Texte à lire ::
····················

Publié par Jean-Patrick Grumberg le 3 janvier 2015

Dans une interview exclusive accordée à Paris Review, Michel Houellebecq parle évidement de son livre à sortir le 7 janvier, Soumission*.

Islamophobie, racisme, antisémitisme, grand remplacement, athéisme, catholicisme, islam … Ce qu’il dit va vous surprendre, et pas dans le sens que vous imaginez…

En préalable, je veux dire que Dreuz étant sur les listes noires des éditeurs, nous ne recevons pas, contrairement à nos confrères, d’exemplaires réservés à la presse. Comme nous sommes à l’étranger, c’est par ailleurs compliqué.

Et comme ma maman m’a bien élevé, je n’ai pas voulu télécharger le livre que l’on peut trouver à plusieurs endroits piratés. Je ne l’ai jamais fait pour les films, ni pour les programmes informatiques, je ne vais pas commencer aujourd’hui. Donc je ne l’ai pas lu, et je ne m’aventurerai pas à parler de ce que j’ignore.

Au lieu, je vais vous rapporter quelques extraits (traduits par moi librement de l’anglais) de l’interview qu’il a accordé à Sylvain Bourmeau pour le site Paris Review.

Pourquoi avez-vous écrit [Soumission] ?

Pour plusieurs raisons, je dirais. Tout d’abord, je pense que c’est mon travail, même si je n’aime pas ce mot…

Je pense que la deuxième raison est que mon athéisme n’a pas tout à fait survécu à tous les morts que je ai eu à affronter. En fait, il m’est devenu insoutenable.

La mort de votre chien, de vos parents ?

Oui, ça a été beaucoup en très peu de temps. Une raison est peut être que, contrairement à ce que je pensais, je n’ai jamais été vraiment athée. J’étais agnostique. Habituellement, ce mot sert d’écran à l’athéisme, mais pas dans mon cas je pense. Lorsque, à la lumière de ce que je sais, je réexamine la question de savoir s’il y a un créateur, un ordre cosmique, ce genre de choses, je me rends compte que je n’ai pas vraiment de réponse.

····················

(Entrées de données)

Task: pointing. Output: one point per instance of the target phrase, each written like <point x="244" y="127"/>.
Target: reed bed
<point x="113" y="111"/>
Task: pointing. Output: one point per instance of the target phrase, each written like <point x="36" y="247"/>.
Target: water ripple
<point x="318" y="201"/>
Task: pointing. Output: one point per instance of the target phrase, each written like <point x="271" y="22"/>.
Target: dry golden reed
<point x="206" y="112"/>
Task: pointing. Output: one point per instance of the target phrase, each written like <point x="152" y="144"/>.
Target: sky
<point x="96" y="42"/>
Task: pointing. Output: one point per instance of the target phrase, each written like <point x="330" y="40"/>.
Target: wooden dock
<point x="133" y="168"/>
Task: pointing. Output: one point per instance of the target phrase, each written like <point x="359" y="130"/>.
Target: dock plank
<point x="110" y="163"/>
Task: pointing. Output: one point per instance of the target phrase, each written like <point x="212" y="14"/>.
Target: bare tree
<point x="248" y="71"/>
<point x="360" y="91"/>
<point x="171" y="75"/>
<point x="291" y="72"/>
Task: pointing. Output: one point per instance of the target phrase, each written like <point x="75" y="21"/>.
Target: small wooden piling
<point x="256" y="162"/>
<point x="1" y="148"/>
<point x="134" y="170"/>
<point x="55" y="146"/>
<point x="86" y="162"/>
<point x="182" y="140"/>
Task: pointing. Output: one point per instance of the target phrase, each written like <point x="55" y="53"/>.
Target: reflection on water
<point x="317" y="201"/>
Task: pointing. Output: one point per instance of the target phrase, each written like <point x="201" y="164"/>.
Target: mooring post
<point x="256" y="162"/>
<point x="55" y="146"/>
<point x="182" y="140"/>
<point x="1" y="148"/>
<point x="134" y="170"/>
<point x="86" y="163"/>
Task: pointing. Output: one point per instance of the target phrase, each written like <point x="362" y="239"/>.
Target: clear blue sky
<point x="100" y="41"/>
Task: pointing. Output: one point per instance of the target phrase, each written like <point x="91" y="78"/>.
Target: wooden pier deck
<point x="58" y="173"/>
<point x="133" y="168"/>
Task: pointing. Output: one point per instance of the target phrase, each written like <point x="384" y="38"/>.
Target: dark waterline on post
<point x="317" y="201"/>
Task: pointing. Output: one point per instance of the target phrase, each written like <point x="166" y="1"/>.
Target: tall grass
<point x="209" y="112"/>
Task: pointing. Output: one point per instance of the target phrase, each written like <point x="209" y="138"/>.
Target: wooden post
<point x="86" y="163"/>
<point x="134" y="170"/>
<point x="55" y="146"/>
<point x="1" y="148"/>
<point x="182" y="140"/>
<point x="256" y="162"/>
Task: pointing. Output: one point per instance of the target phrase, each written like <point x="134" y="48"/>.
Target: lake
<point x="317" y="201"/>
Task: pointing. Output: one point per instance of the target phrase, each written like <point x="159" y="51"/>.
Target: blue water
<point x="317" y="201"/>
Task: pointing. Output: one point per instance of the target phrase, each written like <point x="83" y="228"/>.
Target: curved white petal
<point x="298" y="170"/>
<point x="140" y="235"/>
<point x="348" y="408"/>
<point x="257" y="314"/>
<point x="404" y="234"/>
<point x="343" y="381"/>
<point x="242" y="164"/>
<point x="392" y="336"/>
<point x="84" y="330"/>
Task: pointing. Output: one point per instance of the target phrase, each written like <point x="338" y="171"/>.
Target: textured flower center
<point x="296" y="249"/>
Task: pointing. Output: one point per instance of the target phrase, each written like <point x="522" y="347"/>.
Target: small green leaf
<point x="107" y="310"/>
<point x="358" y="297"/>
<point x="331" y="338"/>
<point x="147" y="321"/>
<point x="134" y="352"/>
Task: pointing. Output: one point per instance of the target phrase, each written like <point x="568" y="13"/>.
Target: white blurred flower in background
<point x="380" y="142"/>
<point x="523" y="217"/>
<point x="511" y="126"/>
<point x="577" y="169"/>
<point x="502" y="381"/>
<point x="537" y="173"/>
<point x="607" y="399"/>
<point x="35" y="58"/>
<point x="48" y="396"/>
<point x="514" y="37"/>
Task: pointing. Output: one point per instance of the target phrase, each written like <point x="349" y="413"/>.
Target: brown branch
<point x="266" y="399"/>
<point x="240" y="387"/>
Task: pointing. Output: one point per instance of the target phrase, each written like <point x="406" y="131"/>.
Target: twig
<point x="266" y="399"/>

····················

Consignes à suivre ::
a) Dans l’article sur l’entretien de Michel Houellebecq, relevez tous les sujets énumérés juste avant « Ce qu’il dit va vous surprendre ».
b) Rassemblez chaque ligne des données où figure la chaîne « blue ». La casse compte.

Les réponses ::
a) Islamophobie, racisme, antisémitisme, grand remplacement, athéisme, catholicisme, islam

b)
Target: clear blue sky
Target: blue water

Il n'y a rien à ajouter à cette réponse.